→ ACTION ITEM: With the line containing "# fill-rule: evenodd" as the start and the line containing "Provide the mask" as the end, transcribe that span of the entries below exactly, including both.

(Extracted data entries)
• • • • • • •

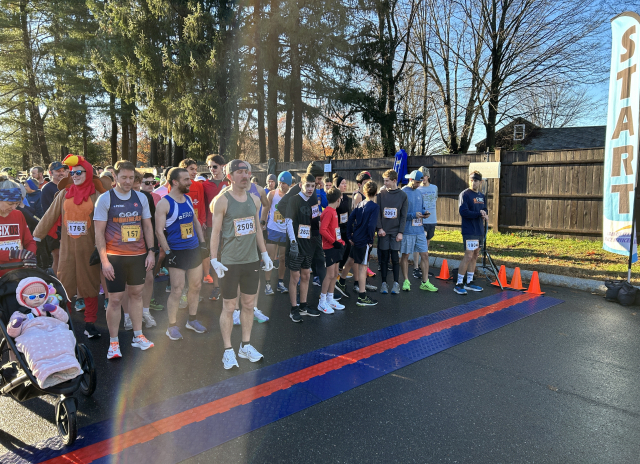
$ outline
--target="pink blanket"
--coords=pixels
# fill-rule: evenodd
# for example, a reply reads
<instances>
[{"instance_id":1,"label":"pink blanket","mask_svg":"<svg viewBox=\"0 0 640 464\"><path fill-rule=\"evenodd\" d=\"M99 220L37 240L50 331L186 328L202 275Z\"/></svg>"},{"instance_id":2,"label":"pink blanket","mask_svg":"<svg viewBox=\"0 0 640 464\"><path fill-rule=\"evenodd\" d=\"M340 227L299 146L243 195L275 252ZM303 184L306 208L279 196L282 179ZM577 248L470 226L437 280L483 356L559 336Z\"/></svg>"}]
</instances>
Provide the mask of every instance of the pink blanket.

• • • • • • •

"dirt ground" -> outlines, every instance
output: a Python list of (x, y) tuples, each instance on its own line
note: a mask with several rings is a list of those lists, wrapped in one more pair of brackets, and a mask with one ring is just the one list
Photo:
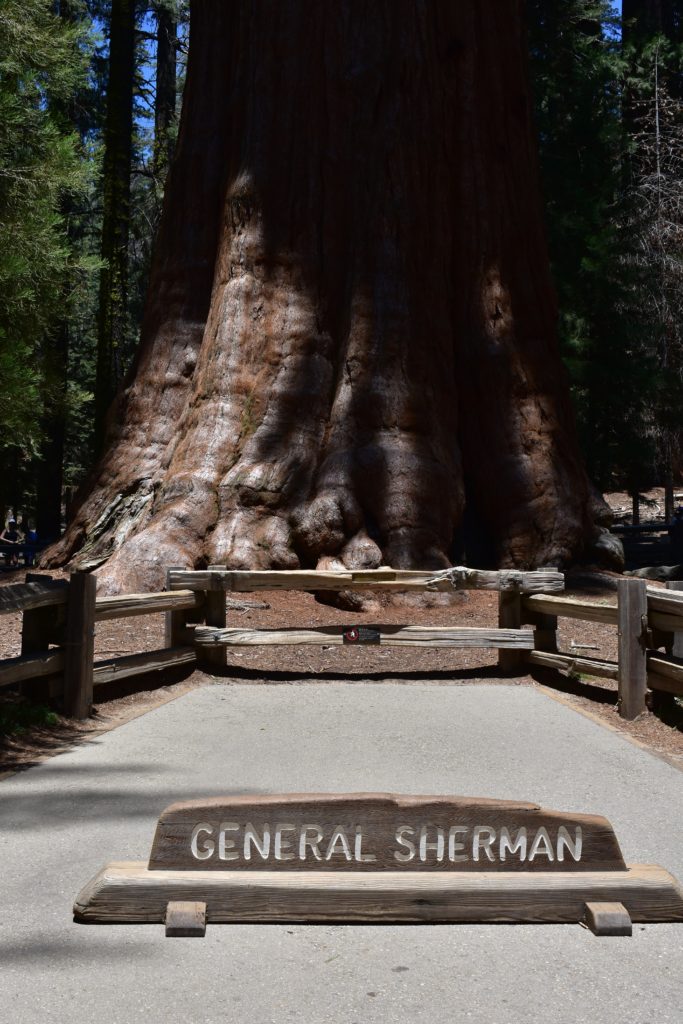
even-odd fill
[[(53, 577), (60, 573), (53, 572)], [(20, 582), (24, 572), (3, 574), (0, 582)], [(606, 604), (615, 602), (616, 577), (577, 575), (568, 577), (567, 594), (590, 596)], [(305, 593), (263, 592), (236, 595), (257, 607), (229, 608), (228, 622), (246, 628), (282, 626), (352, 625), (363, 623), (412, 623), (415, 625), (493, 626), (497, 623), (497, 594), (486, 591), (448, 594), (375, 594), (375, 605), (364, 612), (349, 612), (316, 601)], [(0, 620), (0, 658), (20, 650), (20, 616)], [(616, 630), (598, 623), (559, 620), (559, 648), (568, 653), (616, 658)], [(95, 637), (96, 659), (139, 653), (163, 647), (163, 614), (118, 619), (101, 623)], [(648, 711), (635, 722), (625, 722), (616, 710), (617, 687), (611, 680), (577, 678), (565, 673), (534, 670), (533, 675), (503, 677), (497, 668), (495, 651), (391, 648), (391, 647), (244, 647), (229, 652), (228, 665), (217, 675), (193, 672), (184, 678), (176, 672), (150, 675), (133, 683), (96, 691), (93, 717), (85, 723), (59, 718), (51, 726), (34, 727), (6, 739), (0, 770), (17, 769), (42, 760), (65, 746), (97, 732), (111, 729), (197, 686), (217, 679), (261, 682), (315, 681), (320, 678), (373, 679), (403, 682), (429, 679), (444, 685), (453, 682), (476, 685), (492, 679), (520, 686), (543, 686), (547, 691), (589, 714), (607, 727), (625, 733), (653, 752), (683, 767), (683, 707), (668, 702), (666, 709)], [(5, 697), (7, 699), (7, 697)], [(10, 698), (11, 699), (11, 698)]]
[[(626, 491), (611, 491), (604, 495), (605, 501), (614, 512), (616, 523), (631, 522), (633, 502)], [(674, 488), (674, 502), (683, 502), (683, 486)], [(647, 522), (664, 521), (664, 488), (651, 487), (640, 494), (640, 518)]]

• • • • • • •

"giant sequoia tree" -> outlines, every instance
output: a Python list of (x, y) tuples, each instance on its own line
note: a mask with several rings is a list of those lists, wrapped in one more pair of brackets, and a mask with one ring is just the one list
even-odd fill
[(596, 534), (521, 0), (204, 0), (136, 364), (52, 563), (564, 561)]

• • • • • • •

→ EXERCISE OUTPUT:
# fill-rule: evenodd
# for example, a reply reads
<instances>
[{"instance_id":1,"label":"pink blanket","mask_svg":"<svg viewBox=\"0 0 640 464\"><path fill-rule=\"evenodd\" d=\"M99 220L37 240L50 331L186 328L202 275Z\"/></svg>"},{"instance_id":2,"label":"pink blanket","mask_svg":"<svg viewBox=\"0 0 640 464\"><path fill-rule=\"evenodd\" d=\"M340 227L299 146L243 195L275 252ZM303 184L306 208L279 196L282 179ZM577 248L470 226L437 280L483 356L559 336Z\"/></svg>"}]
</instances>
Provide the mask of every instance of the pink blanket.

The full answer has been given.